Pick out and copy every line in the items below that contains the word "long".

> INFORMATION GIVEN

<<<<

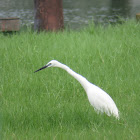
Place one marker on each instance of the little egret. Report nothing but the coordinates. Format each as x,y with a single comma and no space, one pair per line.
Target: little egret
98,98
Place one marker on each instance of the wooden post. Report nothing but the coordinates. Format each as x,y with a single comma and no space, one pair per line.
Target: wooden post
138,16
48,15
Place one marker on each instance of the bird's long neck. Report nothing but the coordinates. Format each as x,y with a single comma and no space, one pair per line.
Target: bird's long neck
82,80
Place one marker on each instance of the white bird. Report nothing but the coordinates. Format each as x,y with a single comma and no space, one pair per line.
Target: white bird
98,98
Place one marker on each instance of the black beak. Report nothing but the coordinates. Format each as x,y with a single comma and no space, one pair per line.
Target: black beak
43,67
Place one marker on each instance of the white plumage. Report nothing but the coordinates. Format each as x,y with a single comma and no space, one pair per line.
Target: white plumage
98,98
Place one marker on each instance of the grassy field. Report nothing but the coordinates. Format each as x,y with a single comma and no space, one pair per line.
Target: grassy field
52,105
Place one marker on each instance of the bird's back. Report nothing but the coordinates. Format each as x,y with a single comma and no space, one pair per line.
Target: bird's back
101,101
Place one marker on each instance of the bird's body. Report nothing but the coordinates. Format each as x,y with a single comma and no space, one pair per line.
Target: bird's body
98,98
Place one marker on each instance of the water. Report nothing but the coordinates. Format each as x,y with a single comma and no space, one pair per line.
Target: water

>>>>
<<<<

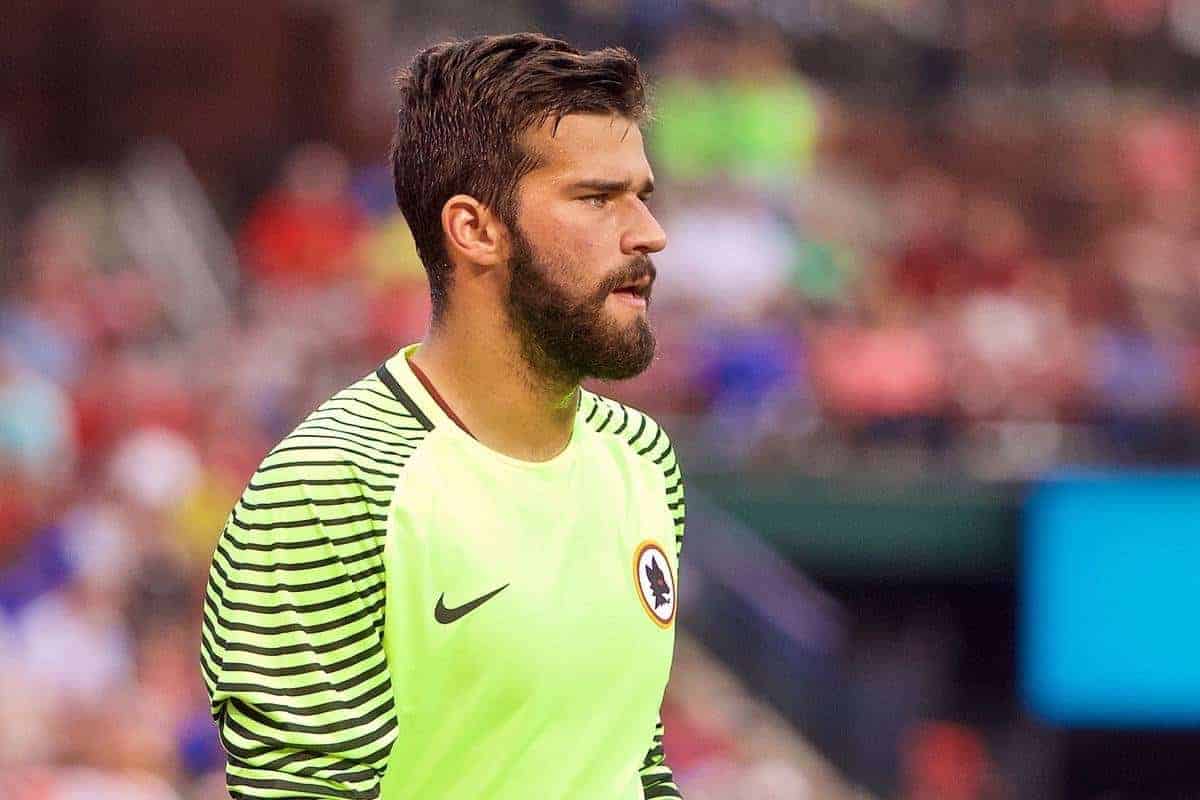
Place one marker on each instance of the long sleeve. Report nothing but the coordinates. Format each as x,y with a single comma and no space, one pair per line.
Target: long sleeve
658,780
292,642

>>>>
<<<<

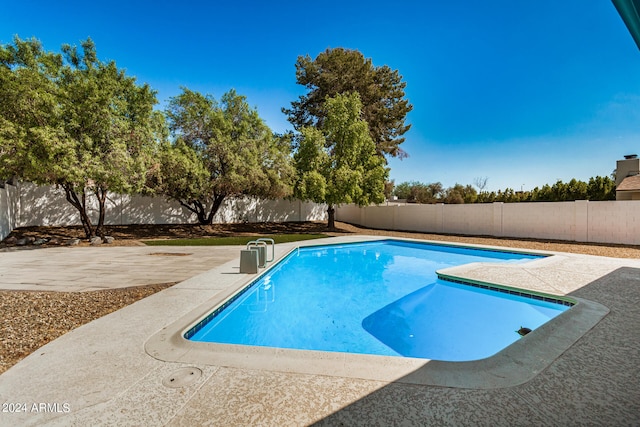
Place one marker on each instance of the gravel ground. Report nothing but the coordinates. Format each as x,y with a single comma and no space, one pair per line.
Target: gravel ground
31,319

>>>>

> FINAL ANSWER
Place one marker on each instance of the bird's long neck. Report nothing but the coordinates. Format each as x,y with a single comma and no space, one pair per line.
Target: bird's long neck
Place one marker on each instance of the long sleeve. Report nothing but the coordinates. Format each as x,y with a single comma and no space, one pair per line.
Target: long sleeve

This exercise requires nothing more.